> What is being asked: Report each line of the material below that contains the word "side", copying every such line in full.

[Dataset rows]
□ □ □ □ □

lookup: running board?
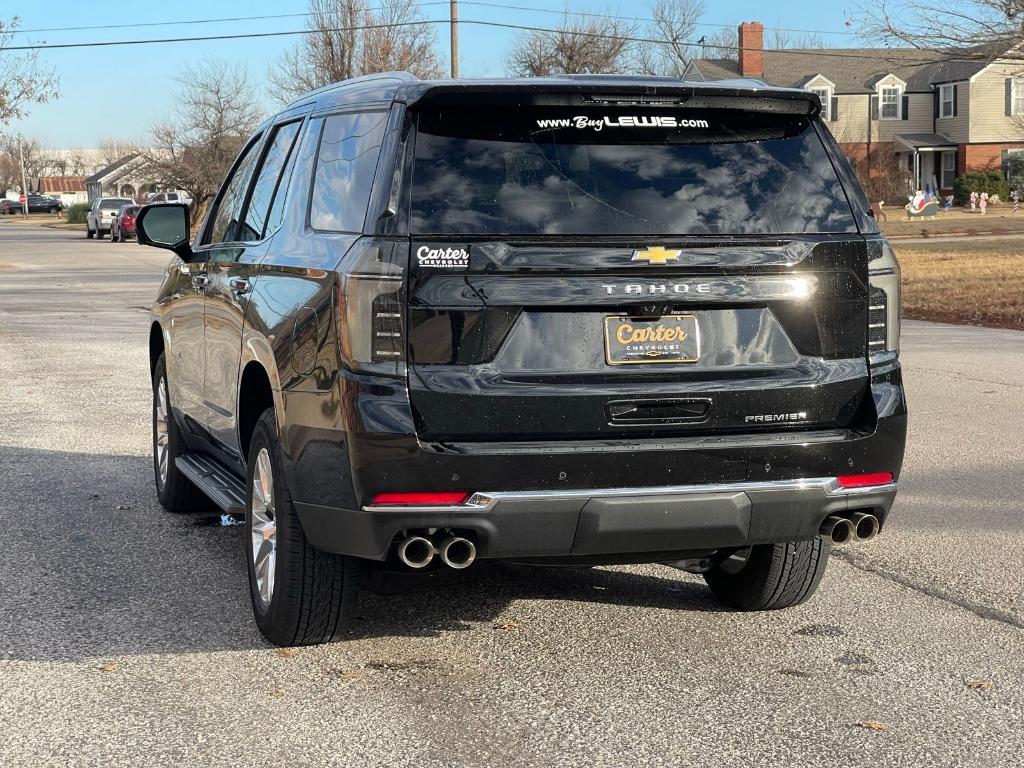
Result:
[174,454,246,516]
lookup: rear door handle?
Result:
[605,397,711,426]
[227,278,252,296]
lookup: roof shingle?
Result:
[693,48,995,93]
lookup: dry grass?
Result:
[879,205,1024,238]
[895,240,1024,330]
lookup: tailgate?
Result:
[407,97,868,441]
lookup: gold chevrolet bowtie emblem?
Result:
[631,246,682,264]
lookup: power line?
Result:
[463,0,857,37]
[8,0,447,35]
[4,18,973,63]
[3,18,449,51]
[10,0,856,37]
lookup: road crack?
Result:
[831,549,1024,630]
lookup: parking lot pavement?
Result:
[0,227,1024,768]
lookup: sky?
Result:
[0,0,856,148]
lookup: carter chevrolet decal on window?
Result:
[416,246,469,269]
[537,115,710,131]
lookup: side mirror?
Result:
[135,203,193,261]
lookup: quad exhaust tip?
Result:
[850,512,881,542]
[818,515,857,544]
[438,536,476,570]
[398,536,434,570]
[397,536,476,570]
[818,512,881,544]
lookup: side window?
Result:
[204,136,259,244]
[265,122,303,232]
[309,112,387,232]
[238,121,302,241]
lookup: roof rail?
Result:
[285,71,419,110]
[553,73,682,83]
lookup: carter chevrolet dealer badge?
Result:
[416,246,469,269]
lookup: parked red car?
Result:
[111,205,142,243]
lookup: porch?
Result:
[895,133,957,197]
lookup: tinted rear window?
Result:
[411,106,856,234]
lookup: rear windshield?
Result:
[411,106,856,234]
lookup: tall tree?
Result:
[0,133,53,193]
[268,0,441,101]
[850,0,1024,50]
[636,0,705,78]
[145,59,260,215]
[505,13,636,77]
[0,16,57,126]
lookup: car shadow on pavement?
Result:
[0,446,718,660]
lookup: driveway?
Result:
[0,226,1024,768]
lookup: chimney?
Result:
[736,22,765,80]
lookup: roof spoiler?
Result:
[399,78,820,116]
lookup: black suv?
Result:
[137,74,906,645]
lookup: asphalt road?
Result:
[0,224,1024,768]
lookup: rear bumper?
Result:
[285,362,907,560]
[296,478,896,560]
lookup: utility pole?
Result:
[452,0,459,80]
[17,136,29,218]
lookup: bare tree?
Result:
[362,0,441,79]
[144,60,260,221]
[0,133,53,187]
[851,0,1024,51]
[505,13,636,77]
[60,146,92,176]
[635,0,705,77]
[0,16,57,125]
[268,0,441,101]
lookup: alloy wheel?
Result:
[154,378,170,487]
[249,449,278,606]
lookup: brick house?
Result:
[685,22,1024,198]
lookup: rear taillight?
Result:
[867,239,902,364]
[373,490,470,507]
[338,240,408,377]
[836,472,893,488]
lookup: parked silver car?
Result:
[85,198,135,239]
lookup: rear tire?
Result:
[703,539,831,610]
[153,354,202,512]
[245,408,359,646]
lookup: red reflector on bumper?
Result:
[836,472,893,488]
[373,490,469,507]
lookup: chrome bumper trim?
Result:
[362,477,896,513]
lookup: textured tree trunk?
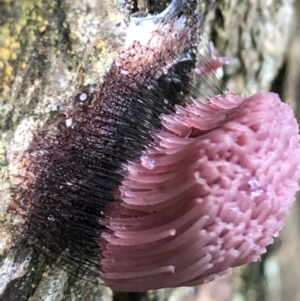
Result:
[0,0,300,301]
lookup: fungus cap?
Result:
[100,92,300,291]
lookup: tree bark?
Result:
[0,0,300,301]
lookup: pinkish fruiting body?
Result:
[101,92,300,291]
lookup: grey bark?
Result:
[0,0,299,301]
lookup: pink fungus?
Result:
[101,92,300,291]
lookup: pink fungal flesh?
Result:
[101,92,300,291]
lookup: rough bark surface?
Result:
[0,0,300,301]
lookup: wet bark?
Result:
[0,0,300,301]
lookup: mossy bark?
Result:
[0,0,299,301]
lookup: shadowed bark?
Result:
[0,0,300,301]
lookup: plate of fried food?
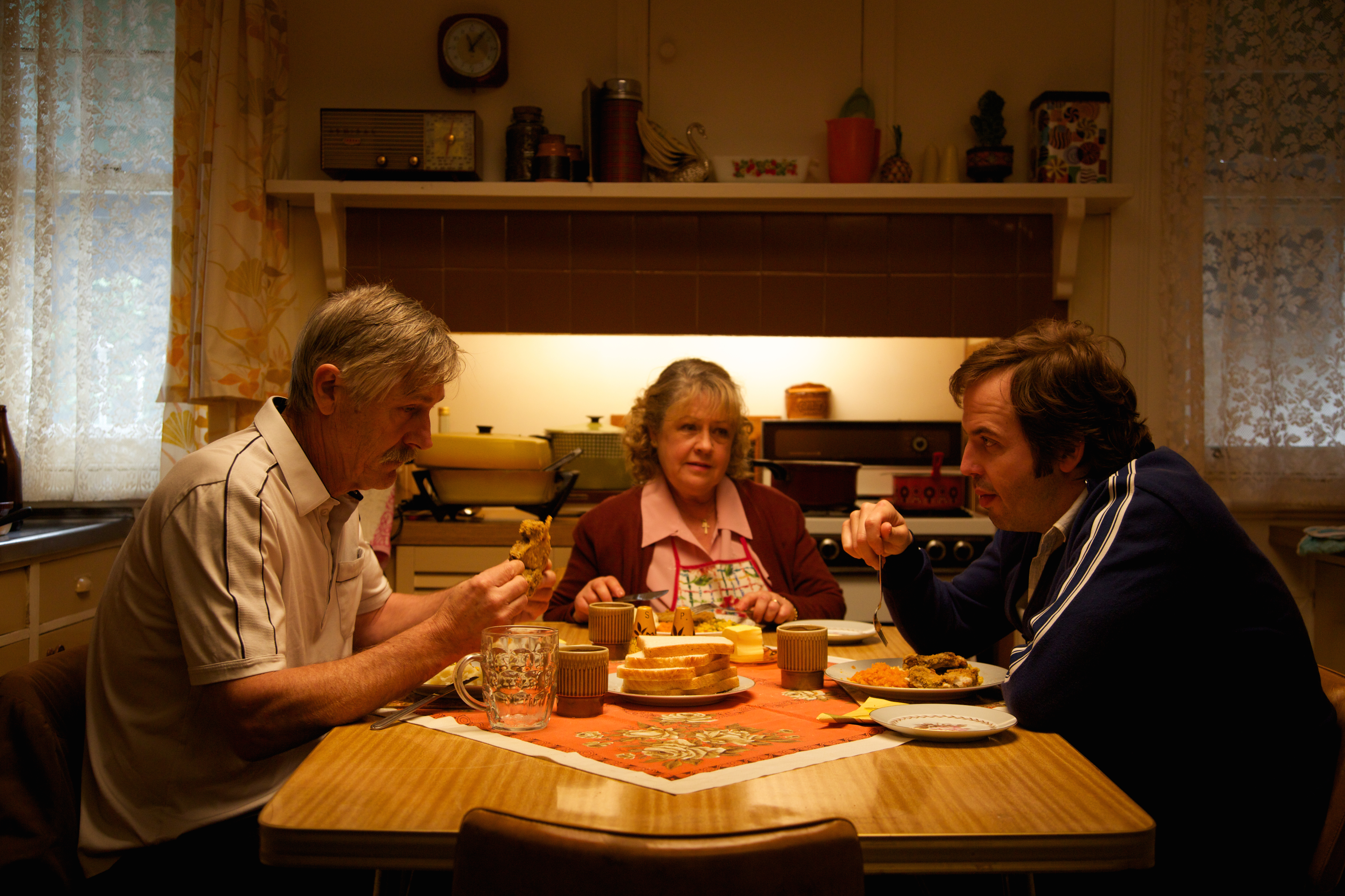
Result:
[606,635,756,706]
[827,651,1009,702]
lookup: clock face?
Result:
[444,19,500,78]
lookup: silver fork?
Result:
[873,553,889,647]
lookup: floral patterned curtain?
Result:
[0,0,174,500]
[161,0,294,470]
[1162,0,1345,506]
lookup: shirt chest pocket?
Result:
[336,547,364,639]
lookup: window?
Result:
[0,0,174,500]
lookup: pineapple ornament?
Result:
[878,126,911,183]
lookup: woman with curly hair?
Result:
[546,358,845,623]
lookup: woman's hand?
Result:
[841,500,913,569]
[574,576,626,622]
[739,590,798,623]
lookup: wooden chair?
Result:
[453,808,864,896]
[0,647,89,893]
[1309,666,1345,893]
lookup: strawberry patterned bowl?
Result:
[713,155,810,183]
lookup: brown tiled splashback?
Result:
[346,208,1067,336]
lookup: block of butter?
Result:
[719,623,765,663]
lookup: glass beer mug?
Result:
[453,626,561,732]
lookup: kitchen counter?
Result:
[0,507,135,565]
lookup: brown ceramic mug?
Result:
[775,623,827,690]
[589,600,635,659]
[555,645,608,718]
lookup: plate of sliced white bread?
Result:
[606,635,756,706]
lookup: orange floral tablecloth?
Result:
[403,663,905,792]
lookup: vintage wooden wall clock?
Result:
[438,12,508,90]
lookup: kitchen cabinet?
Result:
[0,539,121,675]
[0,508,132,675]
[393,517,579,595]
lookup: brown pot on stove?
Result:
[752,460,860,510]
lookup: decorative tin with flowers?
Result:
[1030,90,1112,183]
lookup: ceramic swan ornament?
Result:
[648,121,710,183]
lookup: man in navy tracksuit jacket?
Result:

□ □ □ □ □

> Result of this task:
lookup: side mirror?
lookup: side window?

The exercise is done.